STATED TASK ->
Pick out and copy each line in the material below that contains the string "flag".

SUPPLIED INFORMATION ->
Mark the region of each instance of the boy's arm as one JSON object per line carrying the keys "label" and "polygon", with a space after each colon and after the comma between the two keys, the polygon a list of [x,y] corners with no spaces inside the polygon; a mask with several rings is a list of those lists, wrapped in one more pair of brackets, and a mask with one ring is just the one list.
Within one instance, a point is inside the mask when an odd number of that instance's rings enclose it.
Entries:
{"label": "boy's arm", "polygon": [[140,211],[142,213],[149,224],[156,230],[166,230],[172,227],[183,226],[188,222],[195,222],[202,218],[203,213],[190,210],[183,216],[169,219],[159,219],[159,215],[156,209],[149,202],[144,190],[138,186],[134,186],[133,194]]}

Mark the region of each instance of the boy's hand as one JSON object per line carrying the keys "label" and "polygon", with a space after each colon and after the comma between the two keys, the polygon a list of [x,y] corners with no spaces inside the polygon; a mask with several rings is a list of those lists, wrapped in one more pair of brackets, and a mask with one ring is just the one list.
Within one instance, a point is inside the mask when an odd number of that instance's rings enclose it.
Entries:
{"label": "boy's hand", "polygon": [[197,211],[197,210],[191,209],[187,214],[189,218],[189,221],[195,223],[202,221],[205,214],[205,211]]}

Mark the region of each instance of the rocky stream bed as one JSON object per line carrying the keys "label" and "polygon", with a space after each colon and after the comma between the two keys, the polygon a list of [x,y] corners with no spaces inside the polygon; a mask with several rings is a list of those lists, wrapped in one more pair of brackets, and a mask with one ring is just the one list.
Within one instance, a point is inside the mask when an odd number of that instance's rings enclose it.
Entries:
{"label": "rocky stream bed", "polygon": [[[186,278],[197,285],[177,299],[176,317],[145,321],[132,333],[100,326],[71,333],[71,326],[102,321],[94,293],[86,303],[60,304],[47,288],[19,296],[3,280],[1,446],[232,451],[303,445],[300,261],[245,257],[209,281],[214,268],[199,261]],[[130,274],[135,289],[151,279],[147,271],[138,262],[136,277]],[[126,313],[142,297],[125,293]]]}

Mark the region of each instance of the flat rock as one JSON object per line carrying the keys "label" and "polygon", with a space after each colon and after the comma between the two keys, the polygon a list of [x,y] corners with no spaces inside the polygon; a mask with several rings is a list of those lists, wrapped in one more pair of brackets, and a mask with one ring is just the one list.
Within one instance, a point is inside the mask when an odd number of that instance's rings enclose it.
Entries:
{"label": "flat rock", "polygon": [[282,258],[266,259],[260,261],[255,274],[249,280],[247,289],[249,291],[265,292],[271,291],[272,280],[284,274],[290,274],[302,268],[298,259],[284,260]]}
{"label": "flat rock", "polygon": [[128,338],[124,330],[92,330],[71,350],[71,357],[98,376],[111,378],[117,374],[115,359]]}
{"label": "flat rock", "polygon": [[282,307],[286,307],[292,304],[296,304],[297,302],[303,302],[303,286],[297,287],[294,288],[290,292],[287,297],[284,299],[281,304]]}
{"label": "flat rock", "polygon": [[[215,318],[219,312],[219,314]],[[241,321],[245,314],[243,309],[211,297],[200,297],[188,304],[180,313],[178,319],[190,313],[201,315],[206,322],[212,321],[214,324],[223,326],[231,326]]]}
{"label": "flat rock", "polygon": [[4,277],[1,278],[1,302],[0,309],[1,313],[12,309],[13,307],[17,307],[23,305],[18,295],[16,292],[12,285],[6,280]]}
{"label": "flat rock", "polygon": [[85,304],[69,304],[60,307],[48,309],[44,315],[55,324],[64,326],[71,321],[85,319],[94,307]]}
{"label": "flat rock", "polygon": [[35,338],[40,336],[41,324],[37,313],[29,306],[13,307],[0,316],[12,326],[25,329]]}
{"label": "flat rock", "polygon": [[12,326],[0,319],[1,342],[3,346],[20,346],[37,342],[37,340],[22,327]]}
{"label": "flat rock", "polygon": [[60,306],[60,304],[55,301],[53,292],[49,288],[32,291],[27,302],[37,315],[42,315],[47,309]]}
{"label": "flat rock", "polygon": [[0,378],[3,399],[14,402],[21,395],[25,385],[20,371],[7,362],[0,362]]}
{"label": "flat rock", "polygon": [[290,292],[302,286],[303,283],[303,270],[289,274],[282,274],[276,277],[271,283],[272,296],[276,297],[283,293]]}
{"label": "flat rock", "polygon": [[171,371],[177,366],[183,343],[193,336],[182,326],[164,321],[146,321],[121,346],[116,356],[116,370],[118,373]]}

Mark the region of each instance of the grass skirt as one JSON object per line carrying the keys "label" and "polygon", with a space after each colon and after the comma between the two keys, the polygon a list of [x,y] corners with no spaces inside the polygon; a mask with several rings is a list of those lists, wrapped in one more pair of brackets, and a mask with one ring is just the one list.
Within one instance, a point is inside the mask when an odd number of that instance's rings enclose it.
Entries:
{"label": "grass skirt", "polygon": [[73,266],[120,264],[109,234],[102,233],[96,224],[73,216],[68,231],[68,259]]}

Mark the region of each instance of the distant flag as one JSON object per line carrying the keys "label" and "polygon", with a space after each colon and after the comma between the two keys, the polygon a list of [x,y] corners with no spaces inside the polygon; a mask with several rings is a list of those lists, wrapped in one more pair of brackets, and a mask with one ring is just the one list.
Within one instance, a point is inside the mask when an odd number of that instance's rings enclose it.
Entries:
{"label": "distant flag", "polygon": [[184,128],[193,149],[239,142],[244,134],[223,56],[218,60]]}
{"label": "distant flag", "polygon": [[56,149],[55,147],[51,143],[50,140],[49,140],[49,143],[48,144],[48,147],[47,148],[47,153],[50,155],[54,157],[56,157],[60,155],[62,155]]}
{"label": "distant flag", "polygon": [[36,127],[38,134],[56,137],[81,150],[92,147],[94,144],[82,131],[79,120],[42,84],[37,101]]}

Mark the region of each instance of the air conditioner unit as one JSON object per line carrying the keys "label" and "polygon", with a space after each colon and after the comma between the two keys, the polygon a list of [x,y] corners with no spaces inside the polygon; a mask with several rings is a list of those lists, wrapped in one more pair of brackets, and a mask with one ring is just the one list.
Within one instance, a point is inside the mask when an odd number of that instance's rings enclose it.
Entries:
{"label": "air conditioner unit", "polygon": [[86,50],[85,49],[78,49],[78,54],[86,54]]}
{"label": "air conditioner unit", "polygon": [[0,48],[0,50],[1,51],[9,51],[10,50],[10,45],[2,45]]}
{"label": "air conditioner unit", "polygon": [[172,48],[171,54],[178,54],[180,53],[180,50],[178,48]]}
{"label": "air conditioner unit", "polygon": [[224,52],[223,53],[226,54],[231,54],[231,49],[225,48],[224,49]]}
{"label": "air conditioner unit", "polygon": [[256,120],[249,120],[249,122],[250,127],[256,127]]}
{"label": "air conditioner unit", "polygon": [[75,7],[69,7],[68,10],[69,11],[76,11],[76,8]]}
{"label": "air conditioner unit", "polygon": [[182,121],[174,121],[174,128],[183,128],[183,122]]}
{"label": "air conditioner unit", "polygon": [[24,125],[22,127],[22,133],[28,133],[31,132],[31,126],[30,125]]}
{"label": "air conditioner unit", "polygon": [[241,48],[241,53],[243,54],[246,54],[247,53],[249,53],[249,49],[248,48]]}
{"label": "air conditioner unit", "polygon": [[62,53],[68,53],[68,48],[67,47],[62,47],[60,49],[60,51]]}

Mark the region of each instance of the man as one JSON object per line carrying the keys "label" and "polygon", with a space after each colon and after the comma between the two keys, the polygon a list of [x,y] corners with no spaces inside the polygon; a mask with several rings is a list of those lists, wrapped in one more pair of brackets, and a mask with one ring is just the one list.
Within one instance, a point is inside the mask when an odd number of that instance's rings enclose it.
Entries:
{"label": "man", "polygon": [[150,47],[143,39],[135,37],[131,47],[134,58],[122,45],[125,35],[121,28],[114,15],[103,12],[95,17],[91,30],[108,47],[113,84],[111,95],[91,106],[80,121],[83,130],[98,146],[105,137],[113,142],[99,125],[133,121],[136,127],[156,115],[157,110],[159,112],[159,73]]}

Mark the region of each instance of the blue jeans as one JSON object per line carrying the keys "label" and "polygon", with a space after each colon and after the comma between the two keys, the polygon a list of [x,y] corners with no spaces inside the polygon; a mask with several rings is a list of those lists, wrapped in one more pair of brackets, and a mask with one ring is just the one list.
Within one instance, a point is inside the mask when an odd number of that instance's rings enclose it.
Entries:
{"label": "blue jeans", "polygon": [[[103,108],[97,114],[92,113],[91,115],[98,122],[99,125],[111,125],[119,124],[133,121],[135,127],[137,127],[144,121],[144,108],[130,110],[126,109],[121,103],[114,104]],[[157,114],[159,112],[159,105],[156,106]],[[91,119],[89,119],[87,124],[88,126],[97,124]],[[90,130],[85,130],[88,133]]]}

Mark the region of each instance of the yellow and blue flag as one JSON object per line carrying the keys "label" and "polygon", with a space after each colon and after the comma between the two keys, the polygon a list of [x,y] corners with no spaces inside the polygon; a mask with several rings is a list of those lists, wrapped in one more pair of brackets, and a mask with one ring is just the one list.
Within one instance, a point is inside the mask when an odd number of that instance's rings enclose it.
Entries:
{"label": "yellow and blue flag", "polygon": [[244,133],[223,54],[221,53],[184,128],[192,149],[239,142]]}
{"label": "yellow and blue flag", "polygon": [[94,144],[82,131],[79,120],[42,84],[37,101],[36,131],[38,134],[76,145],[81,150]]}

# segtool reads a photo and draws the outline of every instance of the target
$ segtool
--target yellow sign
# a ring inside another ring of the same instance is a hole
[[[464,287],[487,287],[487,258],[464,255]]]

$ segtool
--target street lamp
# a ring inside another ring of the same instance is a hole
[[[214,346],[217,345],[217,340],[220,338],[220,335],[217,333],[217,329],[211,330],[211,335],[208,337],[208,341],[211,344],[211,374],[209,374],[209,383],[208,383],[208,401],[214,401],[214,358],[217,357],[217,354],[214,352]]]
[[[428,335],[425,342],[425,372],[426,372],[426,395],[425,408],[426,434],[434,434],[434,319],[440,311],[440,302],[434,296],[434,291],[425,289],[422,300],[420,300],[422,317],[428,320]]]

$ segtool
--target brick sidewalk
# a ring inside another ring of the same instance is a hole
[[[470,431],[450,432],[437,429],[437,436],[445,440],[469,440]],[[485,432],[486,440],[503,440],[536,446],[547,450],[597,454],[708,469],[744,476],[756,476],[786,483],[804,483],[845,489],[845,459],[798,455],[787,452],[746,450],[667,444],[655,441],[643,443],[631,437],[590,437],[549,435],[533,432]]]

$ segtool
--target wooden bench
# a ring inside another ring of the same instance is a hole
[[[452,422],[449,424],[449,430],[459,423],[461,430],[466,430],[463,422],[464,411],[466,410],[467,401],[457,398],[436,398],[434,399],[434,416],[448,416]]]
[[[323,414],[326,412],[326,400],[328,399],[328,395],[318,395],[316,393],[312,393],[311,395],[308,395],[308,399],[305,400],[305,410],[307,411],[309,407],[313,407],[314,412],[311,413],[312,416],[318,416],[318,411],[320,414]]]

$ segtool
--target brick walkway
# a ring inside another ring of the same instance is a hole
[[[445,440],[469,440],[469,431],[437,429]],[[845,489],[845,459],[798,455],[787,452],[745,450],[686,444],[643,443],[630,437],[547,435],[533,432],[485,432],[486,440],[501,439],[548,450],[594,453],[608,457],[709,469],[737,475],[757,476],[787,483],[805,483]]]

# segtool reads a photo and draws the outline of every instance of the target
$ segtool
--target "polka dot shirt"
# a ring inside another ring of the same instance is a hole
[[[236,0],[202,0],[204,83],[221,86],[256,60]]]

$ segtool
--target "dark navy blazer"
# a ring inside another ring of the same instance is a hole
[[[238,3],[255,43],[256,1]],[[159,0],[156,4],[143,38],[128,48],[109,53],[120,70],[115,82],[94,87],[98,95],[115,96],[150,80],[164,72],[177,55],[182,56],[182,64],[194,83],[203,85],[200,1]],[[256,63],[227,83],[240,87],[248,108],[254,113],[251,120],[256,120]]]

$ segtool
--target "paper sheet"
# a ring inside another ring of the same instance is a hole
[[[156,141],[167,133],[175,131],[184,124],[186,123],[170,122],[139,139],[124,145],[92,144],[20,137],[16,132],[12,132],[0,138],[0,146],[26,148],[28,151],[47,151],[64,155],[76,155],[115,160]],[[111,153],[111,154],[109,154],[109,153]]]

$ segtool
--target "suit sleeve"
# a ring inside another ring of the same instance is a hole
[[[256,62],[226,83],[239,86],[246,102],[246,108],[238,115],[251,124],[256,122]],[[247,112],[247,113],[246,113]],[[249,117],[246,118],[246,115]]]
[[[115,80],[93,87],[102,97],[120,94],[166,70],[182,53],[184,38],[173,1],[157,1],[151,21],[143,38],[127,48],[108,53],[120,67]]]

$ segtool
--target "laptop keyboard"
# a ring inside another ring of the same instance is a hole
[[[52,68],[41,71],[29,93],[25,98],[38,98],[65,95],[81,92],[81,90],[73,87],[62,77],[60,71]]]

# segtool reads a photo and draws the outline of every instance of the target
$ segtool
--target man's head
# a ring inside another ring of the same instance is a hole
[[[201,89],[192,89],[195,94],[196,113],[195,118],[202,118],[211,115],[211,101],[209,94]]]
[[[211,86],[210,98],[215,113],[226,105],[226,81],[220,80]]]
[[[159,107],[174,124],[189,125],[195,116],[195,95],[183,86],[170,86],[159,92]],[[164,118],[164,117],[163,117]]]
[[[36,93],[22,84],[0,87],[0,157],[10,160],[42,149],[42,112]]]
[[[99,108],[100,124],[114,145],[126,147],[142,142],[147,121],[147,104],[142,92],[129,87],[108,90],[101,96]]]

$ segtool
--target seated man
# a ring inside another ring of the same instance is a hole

RESPONSE TO THIS EXERCISE ->
Mark the region of each instance of the distant flag as one JSON object per line carrying the keys "label" and "polygon", with a space after each colon and after the comma between the two keys, the polygon a list of [x,y] corners with no spaces inside the polygon; a mask with several rings is a list of those lists, wrapped in one more pair of brackets, and a mask with one ring is just the one list.
{"label": "distant flag", "polygon": [[184,128],[193,149],[239,142],[244,134],[223,56],[218,60]]}
{"label": "distant flag", "polygon": [[56,149],[55,147],[51,143],[50,140],[49,140],[49,143],[48,144],[48,147],[47,148],[47,153],[50,155],[54,157],[56,157],[60,155],[62,155]]}
{"label": "distant flag", "polygon": [[36,127],[38,134],[56,137],[81,150],[92,147],[94,144],[82,131],[79,120],[42,84],[37,101]]}
Mark the region of each instance of the yellow and blue flag as one JSON object per line carrying the keys "label" and "polygon", with a space after each colon and after the comma between the two keys, the polygon a list of [x,y] corners with no spaces inside the polygon; a mask with several rings is a list of those lists, wrapped in one more pair of brackets, and a mask with one ring is just the one list.
{"label": "yellow and blue flag", "polygon": [[244,133],[223,54],[221,53],[184,128],[192,149],[239,142]]}
{"label": "yellow and blue flag", "polygon": [[94,144],[82,131],[79,120],[42,84],[37,101],[36,131],[38,134],[76,145],[81,150]]}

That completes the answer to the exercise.